# Extrahierter Text
· · · · ·

Kantönligeist Ausschaffungen in Corona-Zeiten: Dürfen Asylbewerber in Haft bleiben?

tafu

15.5.2020

Ist Ausschaffungshaft in Zeiten der Coronna-Pandemie noch angemessen? (Archivbild)
Ist Ausschaffungshaft in Zeiten der Coronna-Pandemie noch angemessen? (Archivbild)
Bild: Keystone

Aktuell sind Ausschaffungen nicht möglich. Doch wie mit abgewiesenen Bewerbern in Haft umgegangen wird, ist nicht einheitlich geregelt und zeigt erneut den Kantönligeist.

Die Folgen, welche die Corona-Krise für die Gesellschaft hat, sind enorm und vielfältig. Nicht nur Alltag, Beruf und Wirtschaft sind betroffen. Auch auf das Asylwesen in der Schweiz hat die Pandemie massive Auswirkungen. Doch den Umgang mit dem Thema unterscheidet sich von Kanton zu Kanton.

Besonders für viele Asylsuchende, die bereits abgewiesen wurden, ist die Lage teilweise prekär. Ausschaffungen können derzeit nicht durchgeführt werden. Trotzdem müssen in vielen Kantonen Asylbewerber in Ausschaffungshaft bleiben, berichtet der «SRF».

Haft reduzieren

So habe Baselland nach der Erklärung der ausserordentlichen Lage durch den Bundesrat seine Ausschaffungshäftlinge freigelassen. «Laut Gesetz muss die Haft beendet werden, wenn der Vollzug einer Wegweisung nicht mehr durchführbar ist», erklärt Andreas Räss, Leiter des Amts für Migration im Kanton Baselland. Das sehen Basel-Stadt und Genf genauso. Auch die Europäische Kommission für Menschenrechte habe sich bereits dafür ausgesprochen, dass Ausschaffungshaft während der Pandemie soweit wie möglich reduziert werden sollte.



Im Kanton Zürich sitzen dagegen noch immer über 40 Personen in Ausschaffungshaft. Man habe zwar bereits ein halbes Dutzend Migranten freigelassen, die bereits in einem anderen europäischen Land Asyl beantragt haben, müsse aber jeden Einzelfall prüfen, heisst es vom Migrationsamt des Kantons Zürich.

Das entspricht durchaus der Meinung des Staatssekretariats für Migration (SEM), das aktuell keine Pauschalempfehlung für eine Freilassung von Ausschhaffungshäftlingen geben könne. Wie Marcel Suter, Präsident der kantonalen Mirgrationsbehörden, betont, seien die Kantone frei in ihrer Entscheidung und können selbst ermessen, ob eine Ausschaffung absehbar sei oder nicht.

· · · · ·

# Bereitgestelltes Material
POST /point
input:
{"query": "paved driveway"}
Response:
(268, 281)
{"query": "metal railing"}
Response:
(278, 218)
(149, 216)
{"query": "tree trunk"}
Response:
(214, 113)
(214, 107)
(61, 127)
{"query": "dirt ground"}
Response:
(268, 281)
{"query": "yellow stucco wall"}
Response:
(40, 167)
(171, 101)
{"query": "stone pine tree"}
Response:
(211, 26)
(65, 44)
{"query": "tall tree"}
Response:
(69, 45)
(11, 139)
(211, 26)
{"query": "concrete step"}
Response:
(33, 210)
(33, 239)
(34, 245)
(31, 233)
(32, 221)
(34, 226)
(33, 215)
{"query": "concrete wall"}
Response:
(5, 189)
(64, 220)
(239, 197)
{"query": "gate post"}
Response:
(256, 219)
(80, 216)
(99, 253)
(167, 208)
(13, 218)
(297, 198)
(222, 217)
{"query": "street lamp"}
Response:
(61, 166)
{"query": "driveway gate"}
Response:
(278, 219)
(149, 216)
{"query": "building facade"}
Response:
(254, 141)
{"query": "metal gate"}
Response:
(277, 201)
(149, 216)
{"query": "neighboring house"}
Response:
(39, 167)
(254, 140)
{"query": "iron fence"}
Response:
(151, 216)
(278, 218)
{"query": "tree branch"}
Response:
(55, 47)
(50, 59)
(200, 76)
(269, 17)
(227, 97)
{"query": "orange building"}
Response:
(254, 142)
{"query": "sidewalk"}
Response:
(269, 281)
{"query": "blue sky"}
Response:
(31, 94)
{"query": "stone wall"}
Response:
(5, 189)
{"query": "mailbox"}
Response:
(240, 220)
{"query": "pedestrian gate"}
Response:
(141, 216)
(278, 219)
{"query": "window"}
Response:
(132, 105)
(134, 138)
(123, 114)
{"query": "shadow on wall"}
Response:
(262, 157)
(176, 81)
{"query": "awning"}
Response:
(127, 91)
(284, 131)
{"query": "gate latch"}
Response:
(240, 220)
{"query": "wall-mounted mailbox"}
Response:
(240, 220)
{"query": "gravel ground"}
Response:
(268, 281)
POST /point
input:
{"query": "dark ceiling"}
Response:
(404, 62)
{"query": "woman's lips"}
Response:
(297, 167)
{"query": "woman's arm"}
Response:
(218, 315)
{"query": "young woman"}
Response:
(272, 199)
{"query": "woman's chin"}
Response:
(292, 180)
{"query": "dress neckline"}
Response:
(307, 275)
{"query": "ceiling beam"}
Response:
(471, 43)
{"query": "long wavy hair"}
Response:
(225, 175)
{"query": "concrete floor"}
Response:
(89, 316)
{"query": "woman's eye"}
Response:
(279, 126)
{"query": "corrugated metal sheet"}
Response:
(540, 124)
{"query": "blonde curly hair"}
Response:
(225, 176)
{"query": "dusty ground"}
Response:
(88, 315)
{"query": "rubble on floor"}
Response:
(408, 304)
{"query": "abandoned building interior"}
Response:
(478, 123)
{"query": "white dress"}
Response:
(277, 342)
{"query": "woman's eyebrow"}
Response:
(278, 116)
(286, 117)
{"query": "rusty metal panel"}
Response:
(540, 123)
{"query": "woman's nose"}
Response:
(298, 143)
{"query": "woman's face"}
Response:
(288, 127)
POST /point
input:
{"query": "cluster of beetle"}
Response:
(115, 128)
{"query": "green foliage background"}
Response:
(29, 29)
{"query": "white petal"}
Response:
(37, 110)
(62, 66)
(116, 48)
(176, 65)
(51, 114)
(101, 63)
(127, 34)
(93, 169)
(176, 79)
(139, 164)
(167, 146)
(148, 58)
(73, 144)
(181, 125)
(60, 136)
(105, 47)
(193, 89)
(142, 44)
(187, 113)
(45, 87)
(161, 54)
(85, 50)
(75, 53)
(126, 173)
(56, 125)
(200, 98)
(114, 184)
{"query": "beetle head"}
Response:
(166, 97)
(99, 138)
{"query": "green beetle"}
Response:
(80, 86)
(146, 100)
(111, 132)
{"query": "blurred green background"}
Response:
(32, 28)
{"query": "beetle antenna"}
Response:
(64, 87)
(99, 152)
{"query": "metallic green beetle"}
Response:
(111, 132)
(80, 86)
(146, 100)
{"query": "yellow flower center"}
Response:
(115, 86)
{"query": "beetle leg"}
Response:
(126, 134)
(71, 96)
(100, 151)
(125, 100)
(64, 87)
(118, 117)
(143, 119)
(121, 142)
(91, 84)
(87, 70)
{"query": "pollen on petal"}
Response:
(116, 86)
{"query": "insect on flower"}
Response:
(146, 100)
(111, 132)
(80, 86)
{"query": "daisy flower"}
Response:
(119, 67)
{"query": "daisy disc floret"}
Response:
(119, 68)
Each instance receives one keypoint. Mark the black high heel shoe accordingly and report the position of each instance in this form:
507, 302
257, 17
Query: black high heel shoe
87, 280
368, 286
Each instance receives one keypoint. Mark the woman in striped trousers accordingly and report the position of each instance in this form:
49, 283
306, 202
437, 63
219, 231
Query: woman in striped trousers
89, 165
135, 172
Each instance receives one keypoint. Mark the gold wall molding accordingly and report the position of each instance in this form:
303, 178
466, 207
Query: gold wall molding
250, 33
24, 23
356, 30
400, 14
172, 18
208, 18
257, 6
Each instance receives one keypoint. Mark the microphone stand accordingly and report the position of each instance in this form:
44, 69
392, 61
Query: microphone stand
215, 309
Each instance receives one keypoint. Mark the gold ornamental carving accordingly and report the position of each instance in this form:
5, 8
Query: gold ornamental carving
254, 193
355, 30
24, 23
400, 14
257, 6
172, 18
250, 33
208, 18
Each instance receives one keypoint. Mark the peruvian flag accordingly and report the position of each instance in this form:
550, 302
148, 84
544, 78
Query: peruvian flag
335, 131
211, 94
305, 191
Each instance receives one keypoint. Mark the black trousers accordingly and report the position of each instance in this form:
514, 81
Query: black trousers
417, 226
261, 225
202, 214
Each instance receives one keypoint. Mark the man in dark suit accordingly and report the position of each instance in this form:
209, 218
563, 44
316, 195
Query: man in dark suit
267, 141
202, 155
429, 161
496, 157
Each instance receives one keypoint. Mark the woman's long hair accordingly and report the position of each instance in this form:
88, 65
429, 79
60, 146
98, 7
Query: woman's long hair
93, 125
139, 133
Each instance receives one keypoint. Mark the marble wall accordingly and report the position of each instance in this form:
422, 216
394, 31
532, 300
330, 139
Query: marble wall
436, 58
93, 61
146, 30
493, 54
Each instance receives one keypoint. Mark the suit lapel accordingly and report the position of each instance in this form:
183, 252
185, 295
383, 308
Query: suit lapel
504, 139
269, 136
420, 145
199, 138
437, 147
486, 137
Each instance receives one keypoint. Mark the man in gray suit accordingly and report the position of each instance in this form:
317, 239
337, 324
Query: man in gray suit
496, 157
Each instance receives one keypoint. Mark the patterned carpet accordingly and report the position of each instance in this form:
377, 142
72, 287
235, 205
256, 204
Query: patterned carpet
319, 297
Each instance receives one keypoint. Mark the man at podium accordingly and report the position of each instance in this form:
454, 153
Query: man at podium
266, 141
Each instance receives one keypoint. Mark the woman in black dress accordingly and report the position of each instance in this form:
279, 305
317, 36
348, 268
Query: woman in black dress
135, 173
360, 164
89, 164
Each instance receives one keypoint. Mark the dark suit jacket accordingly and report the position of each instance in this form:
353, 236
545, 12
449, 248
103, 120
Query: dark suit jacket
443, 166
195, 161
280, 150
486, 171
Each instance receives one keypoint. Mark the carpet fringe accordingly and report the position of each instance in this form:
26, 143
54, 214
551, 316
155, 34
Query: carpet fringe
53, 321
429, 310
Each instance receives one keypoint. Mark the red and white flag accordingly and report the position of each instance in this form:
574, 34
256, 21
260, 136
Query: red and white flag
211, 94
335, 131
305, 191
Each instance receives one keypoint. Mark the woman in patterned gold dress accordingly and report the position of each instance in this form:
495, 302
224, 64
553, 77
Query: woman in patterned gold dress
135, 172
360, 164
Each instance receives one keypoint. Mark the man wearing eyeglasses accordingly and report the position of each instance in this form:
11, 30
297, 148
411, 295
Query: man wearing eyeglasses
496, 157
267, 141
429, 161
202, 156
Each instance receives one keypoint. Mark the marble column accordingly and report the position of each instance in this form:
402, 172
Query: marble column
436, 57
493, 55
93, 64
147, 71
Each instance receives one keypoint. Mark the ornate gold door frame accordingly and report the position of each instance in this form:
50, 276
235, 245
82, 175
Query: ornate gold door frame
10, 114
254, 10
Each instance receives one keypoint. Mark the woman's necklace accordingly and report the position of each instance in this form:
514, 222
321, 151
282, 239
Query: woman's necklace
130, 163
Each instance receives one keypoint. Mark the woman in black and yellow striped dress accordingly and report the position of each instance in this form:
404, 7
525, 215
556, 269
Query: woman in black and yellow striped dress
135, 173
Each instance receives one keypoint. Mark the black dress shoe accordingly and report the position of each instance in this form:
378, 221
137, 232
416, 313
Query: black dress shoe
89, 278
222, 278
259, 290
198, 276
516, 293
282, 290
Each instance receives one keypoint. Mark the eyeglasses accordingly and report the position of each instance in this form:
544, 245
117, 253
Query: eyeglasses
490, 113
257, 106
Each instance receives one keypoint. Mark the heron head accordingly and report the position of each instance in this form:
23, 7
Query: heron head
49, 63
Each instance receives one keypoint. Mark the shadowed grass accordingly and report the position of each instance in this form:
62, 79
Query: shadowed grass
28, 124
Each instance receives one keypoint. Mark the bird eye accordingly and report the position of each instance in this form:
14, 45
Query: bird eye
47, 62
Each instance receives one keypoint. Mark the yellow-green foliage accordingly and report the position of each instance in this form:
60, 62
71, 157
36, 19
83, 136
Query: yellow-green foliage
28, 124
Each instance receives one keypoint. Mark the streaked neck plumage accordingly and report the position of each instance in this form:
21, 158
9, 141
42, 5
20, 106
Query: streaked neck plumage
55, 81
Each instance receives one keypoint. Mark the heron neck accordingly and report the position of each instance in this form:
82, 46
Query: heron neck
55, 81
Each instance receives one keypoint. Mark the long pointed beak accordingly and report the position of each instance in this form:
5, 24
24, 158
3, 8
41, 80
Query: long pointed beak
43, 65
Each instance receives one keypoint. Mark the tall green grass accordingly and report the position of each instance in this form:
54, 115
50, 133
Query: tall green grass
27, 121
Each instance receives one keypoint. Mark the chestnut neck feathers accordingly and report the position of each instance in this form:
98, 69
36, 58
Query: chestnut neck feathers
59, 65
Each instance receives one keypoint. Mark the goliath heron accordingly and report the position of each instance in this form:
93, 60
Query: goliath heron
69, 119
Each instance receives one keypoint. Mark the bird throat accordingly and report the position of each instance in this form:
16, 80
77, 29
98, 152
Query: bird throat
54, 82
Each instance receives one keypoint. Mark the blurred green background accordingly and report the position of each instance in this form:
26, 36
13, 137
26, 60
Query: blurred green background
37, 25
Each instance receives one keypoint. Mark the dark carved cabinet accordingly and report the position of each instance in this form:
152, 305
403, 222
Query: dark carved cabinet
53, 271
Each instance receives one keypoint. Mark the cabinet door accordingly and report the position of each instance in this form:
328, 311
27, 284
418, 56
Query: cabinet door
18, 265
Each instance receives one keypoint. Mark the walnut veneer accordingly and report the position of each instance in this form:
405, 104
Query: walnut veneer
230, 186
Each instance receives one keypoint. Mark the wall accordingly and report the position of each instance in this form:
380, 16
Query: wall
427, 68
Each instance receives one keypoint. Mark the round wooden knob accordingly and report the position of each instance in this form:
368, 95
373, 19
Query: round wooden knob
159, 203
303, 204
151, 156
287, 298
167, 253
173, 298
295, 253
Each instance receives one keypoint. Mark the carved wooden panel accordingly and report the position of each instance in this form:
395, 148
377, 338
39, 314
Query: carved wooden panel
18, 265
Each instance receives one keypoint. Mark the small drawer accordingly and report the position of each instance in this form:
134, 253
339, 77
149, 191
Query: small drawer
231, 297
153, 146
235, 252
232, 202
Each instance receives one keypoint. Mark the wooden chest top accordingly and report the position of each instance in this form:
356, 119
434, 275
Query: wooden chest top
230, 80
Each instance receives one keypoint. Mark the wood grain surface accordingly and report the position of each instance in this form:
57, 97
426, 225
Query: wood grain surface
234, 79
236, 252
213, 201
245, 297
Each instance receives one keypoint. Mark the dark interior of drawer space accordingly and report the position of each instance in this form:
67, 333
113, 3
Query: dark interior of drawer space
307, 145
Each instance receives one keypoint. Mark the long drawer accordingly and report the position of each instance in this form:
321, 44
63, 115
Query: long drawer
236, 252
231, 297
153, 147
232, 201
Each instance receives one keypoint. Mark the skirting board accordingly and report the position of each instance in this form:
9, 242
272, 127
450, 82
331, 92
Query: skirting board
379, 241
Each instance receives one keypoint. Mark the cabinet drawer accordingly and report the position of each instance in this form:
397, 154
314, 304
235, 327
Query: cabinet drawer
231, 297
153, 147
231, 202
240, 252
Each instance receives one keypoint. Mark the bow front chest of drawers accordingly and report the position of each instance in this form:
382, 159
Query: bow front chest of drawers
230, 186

· · · · ·

# Zu erledigende Aufgaben
1. Kannst du den Abschnitt aus dem Artikel über Ausschaffungshaft wiedergeben, beginnend bei „Im Kanton Zürich“ und endend bei „sei oder nicht.“?
2. Wie lässt sich der Artikel über Ausschaffungshaft in Corona-Zeiten in zwei Sätzen zusammenfassen?

# Deine Antworten
1.
Im Kanton Zürich sitzen dagegen noch immer über 40 Personen in Ausschaffungshaft. Man habe zwar bereits ein halbes Dutzend Migranten freigelassen, die bereits in einem anderen europäischen Land Asyl beantragt haben, müsse aber jeden Einzelfall prüfen, heisst es vom Migrationsamt des Kantons Zürich.

Das entspricht durchaus der Meinung des Staatssekretariats für Migration (SEM), das aktuell keine Pauschalempfehlung für eine Freilassung von Ausschhaffungshäftlingen geben könne. Wie Marcel Suter, Präsident der kantonalen Mirgrationsbehörden, betont, seien die Kantone frei in ihrer Entscheidung und können selbst ermessen, ob eine Ausschaffung absehbar sei oder nicht.

2. In der Corona-Pandemie sind Ausschaffungen derzeit nicht möglich, doch der Umgang mit abgewiesenen Asylbewerbern in Ausschaffungshaft unterscheidet sich von Kanton zu Kanton: Baselland hat seine Ausschaffungshäftlinge freigelassen, und Basel-Stadt und Genf sehen das genauso. Im Kanton Zürich sitzen dagegen noch über 40 Personen in Ausschaffungshaft, und das Migrationsamt dort will jeden Einzelfall prüfen, während das SEM keine Pauschalempfehlung für eine Freilassung gibt und die Kantone laut Marcel Suter frei entscheiden können.